# GIVEN TEXT
Food company and Pringles parent company, Kellogg Europe has invested €140 million (US$168.5 million) in manufacturing capacity to meet the increasing demand for snack brand Pringles with a new production line in its Polish factory opening ahead of time.
Of the total investment, €110 million (US$132 million) has funded Kellogg Europe’s Kutno, Poland plant and €30 million (US$36 million) toward its Mechelen, Belgium facility.
Originally expected to be completed by May 2021, the new line in Poland is fully operational a month ahead of schedule.
The expanded capacity in the Kutno facility will increase production by 34 percent. This means the production of an additional 120 million cans of Pringles per year.
Pushing up production
This new line will use the latest food production technology and the high-speed line will be highly efficient and environmentally friendly, notes the company.
Through state-of-the-art, sustainable design processes there is a reduced requirement for heating and other infrastructure in the factory. This increased efficiency on the new line will also help reduce food waste.

# ACTIVITY 1
Can you sum up the Pringles investment text in two sentences?
# ACTIVITY 2
Will you carry on the Pringles investment text from its last sentence?
The lines after this point are separate material, unrelated to the Pringles investment text.

# SUPPLIED ENTRIES

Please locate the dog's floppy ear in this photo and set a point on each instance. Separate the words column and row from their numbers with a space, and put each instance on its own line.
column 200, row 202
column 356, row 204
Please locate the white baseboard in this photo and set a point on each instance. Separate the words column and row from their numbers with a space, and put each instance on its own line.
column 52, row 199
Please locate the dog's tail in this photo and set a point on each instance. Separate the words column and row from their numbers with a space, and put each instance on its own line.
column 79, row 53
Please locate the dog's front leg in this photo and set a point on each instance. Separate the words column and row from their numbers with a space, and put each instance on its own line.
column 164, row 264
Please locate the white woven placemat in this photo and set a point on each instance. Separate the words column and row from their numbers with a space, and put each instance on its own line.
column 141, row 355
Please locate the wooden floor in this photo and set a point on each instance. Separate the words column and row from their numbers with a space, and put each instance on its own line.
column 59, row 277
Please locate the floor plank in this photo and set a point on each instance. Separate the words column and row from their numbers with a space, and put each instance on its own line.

# EXPECTED ANSWER 1
Kellogg Europe, the parent company of Pringles, has invested €140 million in manufacturing capacity, with €110 million going to its plant in Kutno, Poland, and €30 million to its facility in Mechelen, Belgium. The new Kutno line, which became fully operational a month ahead of its May 2021 target, will increase production there by 34 percent, or an additional 120 million cans of Pringles per year.

# EXPECTED ANSWER 2
“I’m very happy that we can meet the growing demand from Pringles customers and consumers. Our investment in both our Belgian and Polish operations shows our commitment to driving our Pringles brand across the European region,” says Dave Lawlor, president of Kellogg Europe.
“Completing the new, most efficient and sustainable Pringles line yet in our Polish factory ahead of time in the middle of the pandemic is a great achievement.”
“The Pringles brand is all about sharing experiences and having fun together with family and friends, something I hope more of us will be able to enjoy in the near future.”
Popular snack brand
Kellogg originally built the Pringles Factory in Kutno, Poland in the Lodz Special Economic Zone to produce Special K in 2008 and Pringles have been produced there since 2014.
Currently the company is the biggest investor in the Lodz Special Economic Zone with more than €330 million (US$397 million) invested since 200.
The €30 million (US$36 million) investment in the factory in Mechelen, Belgium will go to renovating the plant to keep up with demand as well as making production more sustainable. Work on the upgrades will begin this year.